When a line below contains the word "branch", copy that line.

──────────

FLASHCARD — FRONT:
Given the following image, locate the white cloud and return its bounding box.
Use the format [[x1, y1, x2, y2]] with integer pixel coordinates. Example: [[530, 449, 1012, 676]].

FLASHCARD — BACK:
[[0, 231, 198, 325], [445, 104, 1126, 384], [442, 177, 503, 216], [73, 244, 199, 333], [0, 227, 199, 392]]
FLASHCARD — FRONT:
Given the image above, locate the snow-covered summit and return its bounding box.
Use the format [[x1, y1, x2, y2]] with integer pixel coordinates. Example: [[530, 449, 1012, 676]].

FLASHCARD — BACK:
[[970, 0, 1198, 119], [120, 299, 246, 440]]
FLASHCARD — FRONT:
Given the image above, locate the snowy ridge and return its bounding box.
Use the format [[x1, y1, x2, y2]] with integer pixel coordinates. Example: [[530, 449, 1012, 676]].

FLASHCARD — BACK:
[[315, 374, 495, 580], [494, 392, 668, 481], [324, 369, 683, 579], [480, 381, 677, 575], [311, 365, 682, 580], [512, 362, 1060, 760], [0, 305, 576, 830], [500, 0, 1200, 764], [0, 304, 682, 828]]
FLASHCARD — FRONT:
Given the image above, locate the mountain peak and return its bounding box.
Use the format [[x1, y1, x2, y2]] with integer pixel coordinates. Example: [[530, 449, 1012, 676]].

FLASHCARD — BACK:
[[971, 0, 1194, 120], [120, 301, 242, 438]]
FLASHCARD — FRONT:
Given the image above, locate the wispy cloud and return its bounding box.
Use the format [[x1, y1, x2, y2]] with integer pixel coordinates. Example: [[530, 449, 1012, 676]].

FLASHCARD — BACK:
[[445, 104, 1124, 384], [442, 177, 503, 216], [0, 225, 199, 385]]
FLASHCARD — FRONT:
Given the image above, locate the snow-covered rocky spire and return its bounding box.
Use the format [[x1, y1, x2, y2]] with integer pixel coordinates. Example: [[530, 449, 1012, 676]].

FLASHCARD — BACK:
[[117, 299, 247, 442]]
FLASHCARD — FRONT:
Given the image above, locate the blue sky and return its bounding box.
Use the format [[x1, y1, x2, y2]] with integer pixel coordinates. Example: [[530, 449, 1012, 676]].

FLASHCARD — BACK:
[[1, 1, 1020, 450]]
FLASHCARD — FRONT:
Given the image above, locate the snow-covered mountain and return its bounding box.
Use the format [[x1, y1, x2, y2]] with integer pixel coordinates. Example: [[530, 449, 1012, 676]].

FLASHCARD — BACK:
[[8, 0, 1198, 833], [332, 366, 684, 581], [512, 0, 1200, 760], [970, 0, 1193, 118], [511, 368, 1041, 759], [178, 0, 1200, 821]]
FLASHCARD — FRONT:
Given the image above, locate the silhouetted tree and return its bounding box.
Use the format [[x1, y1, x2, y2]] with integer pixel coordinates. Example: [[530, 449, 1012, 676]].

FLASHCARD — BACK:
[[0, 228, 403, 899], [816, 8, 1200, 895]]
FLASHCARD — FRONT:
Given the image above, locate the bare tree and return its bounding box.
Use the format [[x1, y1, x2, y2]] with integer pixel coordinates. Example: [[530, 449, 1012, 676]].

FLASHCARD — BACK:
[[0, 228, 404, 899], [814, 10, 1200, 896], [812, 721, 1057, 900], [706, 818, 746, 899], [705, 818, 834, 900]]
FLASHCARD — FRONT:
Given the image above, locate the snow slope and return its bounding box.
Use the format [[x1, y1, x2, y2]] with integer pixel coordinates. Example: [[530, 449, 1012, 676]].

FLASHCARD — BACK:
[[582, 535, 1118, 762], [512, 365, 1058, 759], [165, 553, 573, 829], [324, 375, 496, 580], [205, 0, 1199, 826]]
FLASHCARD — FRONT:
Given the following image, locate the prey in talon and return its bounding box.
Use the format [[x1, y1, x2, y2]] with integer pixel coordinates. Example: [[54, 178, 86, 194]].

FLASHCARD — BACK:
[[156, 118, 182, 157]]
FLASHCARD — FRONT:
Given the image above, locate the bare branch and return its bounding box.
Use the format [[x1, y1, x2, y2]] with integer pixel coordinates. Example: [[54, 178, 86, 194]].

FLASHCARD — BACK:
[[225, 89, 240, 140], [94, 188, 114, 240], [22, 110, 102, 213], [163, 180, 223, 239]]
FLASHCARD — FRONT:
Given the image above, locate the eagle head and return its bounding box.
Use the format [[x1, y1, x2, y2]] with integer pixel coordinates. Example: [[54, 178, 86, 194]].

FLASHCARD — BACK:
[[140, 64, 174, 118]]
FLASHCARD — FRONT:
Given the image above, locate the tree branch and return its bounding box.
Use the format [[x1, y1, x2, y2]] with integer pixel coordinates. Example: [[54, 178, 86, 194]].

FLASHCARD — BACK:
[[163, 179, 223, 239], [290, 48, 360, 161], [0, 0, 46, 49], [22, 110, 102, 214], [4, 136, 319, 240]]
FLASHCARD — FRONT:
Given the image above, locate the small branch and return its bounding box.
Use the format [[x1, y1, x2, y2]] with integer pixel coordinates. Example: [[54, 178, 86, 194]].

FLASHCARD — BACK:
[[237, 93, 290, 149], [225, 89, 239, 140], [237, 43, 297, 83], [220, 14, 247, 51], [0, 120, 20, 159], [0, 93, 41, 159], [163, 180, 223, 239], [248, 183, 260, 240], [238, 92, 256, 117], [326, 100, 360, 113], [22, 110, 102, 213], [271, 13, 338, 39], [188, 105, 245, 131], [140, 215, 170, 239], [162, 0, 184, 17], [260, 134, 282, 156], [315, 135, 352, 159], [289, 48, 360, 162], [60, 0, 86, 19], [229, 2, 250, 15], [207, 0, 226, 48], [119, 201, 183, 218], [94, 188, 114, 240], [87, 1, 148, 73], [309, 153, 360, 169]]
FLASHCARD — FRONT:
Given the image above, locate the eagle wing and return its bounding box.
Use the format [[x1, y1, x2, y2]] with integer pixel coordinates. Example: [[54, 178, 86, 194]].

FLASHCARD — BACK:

──────────

▶ _RESPONSE_:
Given the image above, locate the bare branch and return its bounding box.
Given the image above, locate the tree branch and return its bounding box.
Given the image above, locate the small branch and return its bounding box.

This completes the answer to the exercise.